[Challenges]:
1. In the passage on coming out and mourning, recast the paragraph beginning "Here is a very swift paraphrase" as a short bulleted list that keeps its main points.
2. Carry the passage on coming out and mourning further, picking up right after its final sentence.

[Quoted text]:
Right.  Except it’s lots more complicated than that, as we all know.   There are many strong sites of comfort, security and love in the traditional families and religious communities we come from, and to feel exiled from them is a staggering loss that leaves one deep in a grief that can feel like losing yourself.   (Here, let me quickly insert one idea:  I’m not talking about nostalgia—which is a kind of bogus sentiment which obsesses about and longs for the past without admitting fully the truths of the memory; people can get nostalgic about their childhoods as a mask for angers or hurts that cannot be recognized.)  I’m talking about clear-headed loss that admits the complexity of the issue.  Several writers of queer theory and culture have seen coming out not just as a liberation, but as a kind of death—the loss of a life and imagined future—that must be mourned.   That, compounded by the AIDS epidemic and incalculable losses in the gay community, has led to some powerful writing about mourning and melancholy—following Freud. 

Here is a very swift paraphrase of Freud’s famous 1917 essay, “Mourning and Melancholia”:  Mourning is characterized as a destabalizing process that comes as the result of the absence of a known thing (a lover, for instance) which will eventually come to an end and somehow enable an individual to work through and recover from the loss.  Melancholy can look like mourning, but rather than working through the loss, the individual obsessively acts it out—consciously or not.  The individual cannot seem to get over it, and the cause of the grief is often unrealized, and marked by complicated feelings of love and hate toward the lost object.  In mourning, an individual eventually gives up the lost object because it is dead, and he must live; in melancholia, the individual struggles with bouts of deep ambivalence, disparaging and denegrating the beloved lost object.

[Supplied information]:
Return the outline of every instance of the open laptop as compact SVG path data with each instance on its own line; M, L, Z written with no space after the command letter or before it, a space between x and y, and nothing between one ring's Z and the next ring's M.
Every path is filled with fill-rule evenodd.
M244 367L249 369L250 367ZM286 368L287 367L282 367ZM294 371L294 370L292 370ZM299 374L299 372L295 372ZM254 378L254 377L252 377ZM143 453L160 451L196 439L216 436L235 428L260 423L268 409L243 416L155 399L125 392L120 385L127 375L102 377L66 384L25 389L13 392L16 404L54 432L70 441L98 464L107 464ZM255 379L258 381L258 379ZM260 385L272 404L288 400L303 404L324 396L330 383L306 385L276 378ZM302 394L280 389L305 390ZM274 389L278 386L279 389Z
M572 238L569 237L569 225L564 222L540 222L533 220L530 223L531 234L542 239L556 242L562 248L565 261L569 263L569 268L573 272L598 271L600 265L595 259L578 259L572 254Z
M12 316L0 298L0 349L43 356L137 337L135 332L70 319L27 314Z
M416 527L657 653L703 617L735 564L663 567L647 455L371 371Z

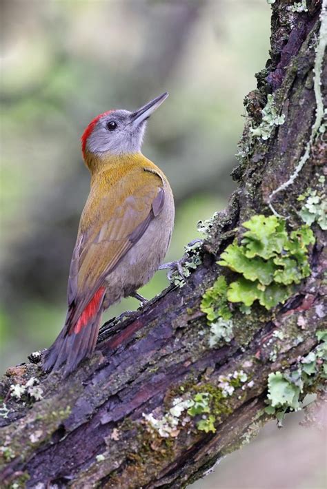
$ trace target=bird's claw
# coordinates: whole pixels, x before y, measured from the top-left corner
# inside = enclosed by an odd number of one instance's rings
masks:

[Outputs for the tasks]:
1.
- Source: Freud's 1917 essay "Mourning and Melancholia."
- Mourning: a destabilizing process caused by the absence of a known thing, such as a lover. It eventually ends and lets the individual work through and recover from the loss.
- In mourning, the individual finally gives up the lost object because it is dead and the individual must live.
- Melancholy: it can look like mourning, but the individual obsessively acts out the loss, consciously or not, instead of working through it.
- In melancholy, the individual cannot seem to get over the loss. The cause of the grief is often unrealized and is marked by mixed feelings of love and hate toward the lost object.
- In melancholia, the individual goes through bouts of deep ambivalence and disparages the beloved lost object.

2.
A strain of melancholy drives the work of many writers, and at some level writing has always be seen as a melancholic act because it is an attempt to stop time and loss.  Writing arrests speech, which is always dying on our tongues.   For me, melancholy is manifest in the obsessive rendering of lost worlds that appears in my work.    Here is a poem from a series based on childhood memories of my time among older Conservative Conference Mennonites in Central Pennsylvania.  In that community “left over blessings” is a term used for unmarried women, a euphemism for “old maid.”

Leftover Blessings

His dinner on the stove, Grandpa smirked at our jar
of pickled eggs and beets, “Old maids picnic,
party for hens.”  They still let Bertha come
since she married so late and someone so mean.
(Who could begrudge all those children a mother,
besides it was she who taught that proud Amishman
to drive in her own new, black Plymouth.)
They had a spot under the hemlocks
by a stream on Back Mountain, the Valley’s
leftover blessings:  Elsie and Miriam,
the three Stayrook sisters who crocheted and sang,
and Mary and Loamie who lived on the home farm
like girls—calling all the chickens by name,
milking goats and Rosie the cow by hand,
feeding geese and guinea hens just for fun.
Winters they hooked rugs from wool rags,
heating only one room in that great, dark house.
The only child among women, I couldn’t imagine
them young or waiting for dates, though I’d seen
the photograph from Rehoboth or one of the ocean cities—
five of them lined up, laughing in the surf,
thin, dark-haired, hiking their skirts.
I never guessed they might have chosen
to stay with women.
I only felt the weight of the way
they heaped my plate and touched my hair,
or the picnic games they made only for me.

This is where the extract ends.